▶ _Data in this exercise_:
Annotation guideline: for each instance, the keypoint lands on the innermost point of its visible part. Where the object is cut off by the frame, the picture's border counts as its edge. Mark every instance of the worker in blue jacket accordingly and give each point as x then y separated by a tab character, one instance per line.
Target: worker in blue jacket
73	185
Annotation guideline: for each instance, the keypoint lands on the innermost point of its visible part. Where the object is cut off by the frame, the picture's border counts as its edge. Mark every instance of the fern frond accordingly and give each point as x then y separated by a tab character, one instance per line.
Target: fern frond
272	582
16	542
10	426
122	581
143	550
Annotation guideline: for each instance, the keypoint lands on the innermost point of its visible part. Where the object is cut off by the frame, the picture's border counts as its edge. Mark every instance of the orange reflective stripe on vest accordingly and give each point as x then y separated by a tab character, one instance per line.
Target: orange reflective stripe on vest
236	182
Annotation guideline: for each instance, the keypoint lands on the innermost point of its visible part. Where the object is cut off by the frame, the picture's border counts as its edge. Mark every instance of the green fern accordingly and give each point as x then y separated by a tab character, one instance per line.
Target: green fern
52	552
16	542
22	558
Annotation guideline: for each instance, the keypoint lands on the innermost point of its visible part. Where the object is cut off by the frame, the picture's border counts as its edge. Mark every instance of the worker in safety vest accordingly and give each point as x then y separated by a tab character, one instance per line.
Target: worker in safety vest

...

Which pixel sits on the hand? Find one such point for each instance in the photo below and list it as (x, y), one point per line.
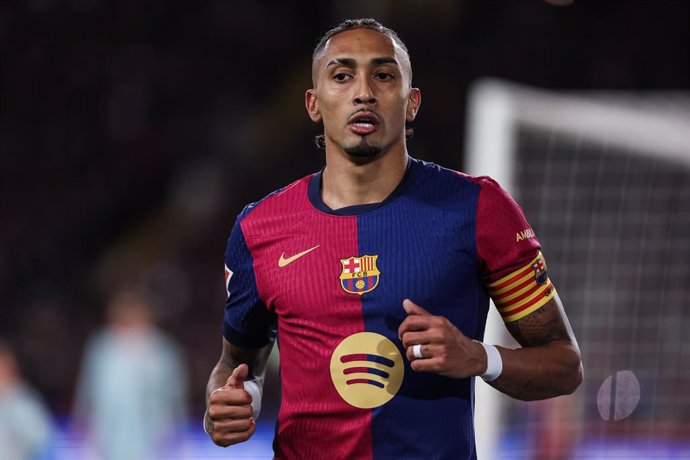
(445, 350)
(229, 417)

▶ _Given exercise_: Convert the part of the data that opens with the line containing "of the green" and closes with the line containing "Target: worker in safety vest" into a Markdown table with the columns Number and Text, one row per line and blank lines omitted.

▶ _Correct output_:
| Number | Text |
|---|---|
| 1 | Annotation guideline: for each instance, the keypoint lands on the innermost point of its visible part. Where the object is cut off by the frame, the picture's border counts as its edge. Mark every instance of the green fern accordingly and give each point as x then y separated by a tab character, one instance per line. |
| 2 | Target: green fern |
| 3 | 52	552 |
| 4 | 16	542 |
| 5 | 22	558 |
| 6 | Annotation guideline: for each instance, the keypoint lands on the innermost point of its visible part. Where the object is cut off by the frame, the picture's border counts as its edge. Mark every instance of the worker in safety vest accordingly and give each point as x then y separated by a tab character, one instance per line. |
| 7 | Target: worker in safety vest |